Start

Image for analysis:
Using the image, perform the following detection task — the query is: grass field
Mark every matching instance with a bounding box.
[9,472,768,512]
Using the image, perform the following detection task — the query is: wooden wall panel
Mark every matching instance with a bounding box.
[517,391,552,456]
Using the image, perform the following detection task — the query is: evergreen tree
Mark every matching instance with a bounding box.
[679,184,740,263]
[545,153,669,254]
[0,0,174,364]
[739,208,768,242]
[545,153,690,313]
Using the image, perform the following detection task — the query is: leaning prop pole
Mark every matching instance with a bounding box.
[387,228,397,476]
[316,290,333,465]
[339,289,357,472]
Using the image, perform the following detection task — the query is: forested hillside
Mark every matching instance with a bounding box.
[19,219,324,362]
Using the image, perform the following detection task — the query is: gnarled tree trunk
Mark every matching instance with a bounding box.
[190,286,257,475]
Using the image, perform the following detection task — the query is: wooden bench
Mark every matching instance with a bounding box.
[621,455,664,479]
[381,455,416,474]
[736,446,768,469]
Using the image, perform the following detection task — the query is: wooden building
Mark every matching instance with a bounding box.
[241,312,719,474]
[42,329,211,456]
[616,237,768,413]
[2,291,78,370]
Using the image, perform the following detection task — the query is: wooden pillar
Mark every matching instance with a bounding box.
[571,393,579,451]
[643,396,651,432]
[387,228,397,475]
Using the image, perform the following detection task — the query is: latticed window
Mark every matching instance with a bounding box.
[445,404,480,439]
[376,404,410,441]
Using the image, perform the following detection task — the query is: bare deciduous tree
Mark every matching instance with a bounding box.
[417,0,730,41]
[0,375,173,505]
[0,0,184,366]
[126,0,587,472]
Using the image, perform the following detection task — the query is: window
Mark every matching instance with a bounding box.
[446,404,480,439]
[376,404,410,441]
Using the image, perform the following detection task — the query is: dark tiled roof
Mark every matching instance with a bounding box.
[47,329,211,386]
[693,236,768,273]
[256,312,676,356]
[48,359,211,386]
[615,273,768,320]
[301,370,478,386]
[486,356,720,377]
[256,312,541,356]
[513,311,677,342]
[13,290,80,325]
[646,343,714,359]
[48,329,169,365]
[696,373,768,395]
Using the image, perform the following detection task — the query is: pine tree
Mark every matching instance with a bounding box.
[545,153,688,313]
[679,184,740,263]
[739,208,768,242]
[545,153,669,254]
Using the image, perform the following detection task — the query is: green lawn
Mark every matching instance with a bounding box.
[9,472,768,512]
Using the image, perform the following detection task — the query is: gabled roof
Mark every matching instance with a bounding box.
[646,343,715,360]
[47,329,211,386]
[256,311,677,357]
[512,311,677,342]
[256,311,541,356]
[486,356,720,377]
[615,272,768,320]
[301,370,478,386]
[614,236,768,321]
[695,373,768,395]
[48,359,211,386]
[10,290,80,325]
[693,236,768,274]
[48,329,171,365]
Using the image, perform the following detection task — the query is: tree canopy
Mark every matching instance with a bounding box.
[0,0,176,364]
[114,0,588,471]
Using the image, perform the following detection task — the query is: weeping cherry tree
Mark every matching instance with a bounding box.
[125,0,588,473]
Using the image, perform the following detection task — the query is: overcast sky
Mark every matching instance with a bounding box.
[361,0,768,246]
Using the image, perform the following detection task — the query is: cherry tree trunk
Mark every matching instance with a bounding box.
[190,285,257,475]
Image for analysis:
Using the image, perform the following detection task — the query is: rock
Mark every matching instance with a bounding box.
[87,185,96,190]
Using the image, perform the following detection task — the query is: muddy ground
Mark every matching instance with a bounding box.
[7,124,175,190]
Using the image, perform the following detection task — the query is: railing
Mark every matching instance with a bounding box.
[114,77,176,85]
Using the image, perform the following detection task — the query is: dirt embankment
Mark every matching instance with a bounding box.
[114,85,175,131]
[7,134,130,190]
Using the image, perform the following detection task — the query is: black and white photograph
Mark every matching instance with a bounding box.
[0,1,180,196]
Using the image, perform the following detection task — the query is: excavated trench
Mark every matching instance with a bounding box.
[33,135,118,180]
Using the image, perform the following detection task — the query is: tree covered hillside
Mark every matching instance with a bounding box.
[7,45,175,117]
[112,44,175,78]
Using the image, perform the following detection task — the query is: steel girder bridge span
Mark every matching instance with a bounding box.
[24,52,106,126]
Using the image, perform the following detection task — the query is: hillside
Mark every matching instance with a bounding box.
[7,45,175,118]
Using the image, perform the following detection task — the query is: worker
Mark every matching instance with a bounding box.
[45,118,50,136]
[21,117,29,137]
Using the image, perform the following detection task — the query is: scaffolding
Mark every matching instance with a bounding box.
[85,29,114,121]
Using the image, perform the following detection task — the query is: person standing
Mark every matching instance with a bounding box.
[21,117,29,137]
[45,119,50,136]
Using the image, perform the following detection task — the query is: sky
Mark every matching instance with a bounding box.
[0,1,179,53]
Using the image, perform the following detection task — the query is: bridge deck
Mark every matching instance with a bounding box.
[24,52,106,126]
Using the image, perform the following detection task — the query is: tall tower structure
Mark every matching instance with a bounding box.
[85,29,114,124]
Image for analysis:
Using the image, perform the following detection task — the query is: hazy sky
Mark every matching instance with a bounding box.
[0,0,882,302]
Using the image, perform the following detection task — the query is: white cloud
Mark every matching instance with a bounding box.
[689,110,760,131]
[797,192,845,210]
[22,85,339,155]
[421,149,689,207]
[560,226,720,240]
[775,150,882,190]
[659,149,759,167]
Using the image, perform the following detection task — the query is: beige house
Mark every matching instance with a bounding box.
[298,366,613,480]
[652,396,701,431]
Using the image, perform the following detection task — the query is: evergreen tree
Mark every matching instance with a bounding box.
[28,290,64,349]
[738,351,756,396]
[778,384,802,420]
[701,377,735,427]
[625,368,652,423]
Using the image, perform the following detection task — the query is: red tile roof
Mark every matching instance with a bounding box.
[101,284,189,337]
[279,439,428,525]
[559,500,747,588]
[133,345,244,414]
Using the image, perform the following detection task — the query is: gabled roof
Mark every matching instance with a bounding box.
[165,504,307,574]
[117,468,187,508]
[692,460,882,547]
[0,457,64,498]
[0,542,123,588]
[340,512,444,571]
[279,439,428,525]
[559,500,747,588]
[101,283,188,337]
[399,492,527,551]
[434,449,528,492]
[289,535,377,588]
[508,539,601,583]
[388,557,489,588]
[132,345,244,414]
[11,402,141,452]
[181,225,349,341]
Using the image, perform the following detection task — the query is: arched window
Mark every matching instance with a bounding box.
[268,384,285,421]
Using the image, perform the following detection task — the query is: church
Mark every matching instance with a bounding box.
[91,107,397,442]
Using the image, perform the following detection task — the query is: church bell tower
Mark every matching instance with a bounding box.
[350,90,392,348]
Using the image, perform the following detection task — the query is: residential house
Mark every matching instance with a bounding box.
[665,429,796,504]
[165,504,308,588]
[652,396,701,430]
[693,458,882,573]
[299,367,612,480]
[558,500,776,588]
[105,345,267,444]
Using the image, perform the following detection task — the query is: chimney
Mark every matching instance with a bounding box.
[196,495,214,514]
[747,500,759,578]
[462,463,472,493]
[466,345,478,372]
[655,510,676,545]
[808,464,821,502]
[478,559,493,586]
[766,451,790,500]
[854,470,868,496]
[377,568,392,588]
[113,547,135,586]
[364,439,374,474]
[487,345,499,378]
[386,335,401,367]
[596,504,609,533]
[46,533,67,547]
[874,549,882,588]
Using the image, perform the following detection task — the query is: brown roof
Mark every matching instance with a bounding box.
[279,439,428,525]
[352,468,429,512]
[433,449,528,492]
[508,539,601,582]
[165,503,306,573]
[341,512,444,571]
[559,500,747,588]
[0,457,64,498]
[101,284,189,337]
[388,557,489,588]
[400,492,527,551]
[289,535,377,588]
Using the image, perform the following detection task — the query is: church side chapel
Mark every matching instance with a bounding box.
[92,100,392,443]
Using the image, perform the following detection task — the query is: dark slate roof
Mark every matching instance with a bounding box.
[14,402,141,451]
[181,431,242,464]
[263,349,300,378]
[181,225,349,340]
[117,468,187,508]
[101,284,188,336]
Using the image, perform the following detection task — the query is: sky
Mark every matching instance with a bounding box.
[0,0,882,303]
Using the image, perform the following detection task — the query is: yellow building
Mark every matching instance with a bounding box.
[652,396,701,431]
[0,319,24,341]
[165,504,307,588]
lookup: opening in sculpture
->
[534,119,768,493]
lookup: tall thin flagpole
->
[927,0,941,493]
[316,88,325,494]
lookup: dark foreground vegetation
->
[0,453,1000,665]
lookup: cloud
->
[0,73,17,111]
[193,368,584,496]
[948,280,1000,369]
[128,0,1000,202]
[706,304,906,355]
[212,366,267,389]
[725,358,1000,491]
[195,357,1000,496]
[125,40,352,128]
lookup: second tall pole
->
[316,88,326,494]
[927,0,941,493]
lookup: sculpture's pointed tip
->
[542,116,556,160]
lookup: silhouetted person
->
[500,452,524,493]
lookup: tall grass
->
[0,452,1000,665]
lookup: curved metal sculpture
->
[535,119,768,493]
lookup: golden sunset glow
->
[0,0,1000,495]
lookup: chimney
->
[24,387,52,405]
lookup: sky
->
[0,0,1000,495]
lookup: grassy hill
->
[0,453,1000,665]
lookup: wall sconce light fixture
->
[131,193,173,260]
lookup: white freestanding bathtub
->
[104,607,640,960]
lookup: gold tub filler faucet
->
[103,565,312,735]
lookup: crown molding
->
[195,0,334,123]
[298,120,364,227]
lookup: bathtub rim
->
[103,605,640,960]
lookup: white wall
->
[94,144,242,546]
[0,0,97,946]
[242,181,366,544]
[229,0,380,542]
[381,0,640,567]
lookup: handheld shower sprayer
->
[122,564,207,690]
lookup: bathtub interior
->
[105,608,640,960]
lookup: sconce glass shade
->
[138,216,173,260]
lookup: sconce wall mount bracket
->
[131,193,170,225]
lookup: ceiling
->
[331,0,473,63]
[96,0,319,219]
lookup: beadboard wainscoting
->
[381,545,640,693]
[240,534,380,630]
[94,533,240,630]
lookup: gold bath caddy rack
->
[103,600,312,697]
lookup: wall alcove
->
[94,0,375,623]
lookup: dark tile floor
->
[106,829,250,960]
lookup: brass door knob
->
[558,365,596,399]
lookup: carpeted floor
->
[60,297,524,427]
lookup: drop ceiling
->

End

## Goal:
Copy the listing word for word, starting with the line that contains "lookup: silhouetted person" and continuing through the last line of the listing.

## Full response:
lookup: silhouetted person
->
[500,452,524,493]
lookup: tall grass
->
[0,452,1000,665]
lookup: curved metal sculpture
->
[535,119,768,493]
lookup: golden sunset glow
->
[0,0,1000,495]
lookup: chimney
->
[24,387,52,405]
lookup: sky
->
[0,0,1000,495]
lookup: grassy hill
->
[0,453,1000,665]
lookup: wall sconce light fixture
->
[131,193,173,260]
lookup: white freestanding bathtub
->
[104,607,640,960]
lookup: gold tub filler faucet
->
[103,565,312,735]
lookup: crown molding
->
[195,0,334,123]
[298,120,364,227]
lookup: bathtub rim
->
[103,605,640,960]
lookup: white wall
->
[94,144,242,546]
[0,0,97,946]
[242,181,366,544]
[229,0,380,542]
[381,0,640,567]
lookup: handheld shower sprayer
->
[122,564,207,690]
lookup: bathtub interior
->
[105,608,640,960]
lookup: sconce glass shade
->
[138,216,173,260]
lookup: sconce wall mount bracket
->
[131,193,170,225]
lookup: ceiling
->
[331,0,473,63]
[96,0,319,219]
lookup: beadboard wainscoting
->
[381,545,640,693]
[240,534,380,630]
[94,533,240,630]
lookup: gold bath caddy rack
->
[103,600,312,697]
lookup: wall alcove
->
[94,0,375,623]
lookup: dark tile floor
->
[106,829,250,960]
lookup: brass door knob
->
[558,365,596,399]
lookup: carpeted floor
->
[60,297,524,427]
lookup: drop ceiling
->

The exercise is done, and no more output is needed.